**Materials provided:**

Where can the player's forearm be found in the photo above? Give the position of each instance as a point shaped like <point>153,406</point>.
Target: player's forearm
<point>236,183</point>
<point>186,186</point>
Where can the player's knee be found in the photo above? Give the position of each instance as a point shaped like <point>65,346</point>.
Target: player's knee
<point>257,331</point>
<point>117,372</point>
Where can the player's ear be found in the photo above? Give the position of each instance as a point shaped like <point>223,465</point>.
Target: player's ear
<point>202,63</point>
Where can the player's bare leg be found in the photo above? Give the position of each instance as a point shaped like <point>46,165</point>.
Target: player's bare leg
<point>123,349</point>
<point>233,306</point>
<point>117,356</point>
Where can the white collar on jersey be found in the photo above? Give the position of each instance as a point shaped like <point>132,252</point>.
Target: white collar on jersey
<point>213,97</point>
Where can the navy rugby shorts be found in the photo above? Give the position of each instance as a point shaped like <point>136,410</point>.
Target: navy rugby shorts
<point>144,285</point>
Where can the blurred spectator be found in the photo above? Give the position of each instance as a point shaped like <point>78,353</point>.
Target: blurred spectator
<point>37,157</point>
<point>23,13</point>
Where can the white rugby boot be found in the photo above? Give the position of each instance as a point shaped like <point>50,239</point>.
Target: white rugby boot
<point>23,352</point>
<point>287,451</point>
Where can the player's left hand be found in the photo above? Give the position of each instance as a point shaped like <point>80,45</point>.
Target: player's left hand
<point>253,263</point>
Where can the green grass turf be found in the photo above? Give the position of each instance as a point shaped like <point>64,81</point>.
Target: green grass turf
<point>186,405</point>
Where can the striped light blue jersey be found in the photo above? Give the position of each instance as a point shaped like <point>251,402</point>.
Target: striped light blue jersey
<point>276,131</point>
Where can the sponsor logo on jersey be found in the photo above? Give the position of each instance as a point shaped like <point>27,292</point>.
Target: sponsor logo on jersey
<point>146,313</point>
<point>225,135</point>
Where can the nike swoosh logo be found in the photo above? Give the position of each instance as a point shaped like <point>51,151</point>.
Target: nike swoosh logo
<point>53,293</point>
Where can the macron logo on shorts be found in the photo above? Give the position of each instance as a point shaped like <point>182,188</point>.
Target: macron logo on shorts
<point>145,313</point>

* * *

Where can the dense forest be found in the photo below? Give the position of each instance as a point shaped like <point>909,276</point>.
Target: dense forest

...

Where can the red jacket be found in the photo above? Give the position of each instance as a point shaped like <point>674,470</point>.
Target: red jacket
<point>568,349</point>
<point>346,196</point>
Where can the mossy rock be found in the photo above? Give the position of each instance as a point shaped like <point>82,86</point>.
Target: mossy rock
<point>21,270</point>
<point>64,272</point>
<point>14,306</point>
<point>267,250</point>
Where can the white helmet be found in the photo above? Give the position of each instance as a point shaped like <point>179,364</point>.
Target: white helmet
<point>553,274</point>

**To do:** Once you find the line with "Target: white collar on jersey" above, print it and every line after it up to and including the line with "Where can the blurred", exactly as written and nothing else.

**Answer space:**
Target: white collar on jersey
<point>213,97</point>
Where can the navy rugby shorts be found in the photo above? Give the position of each instance as a point shaped like <point>136,410</point>.
Target: navy rugby shorts
<point>144,285</point>
Where can the blurred spectator be found in the photo above? Give the position of each instance as a point shaped like <point>78,353</point>.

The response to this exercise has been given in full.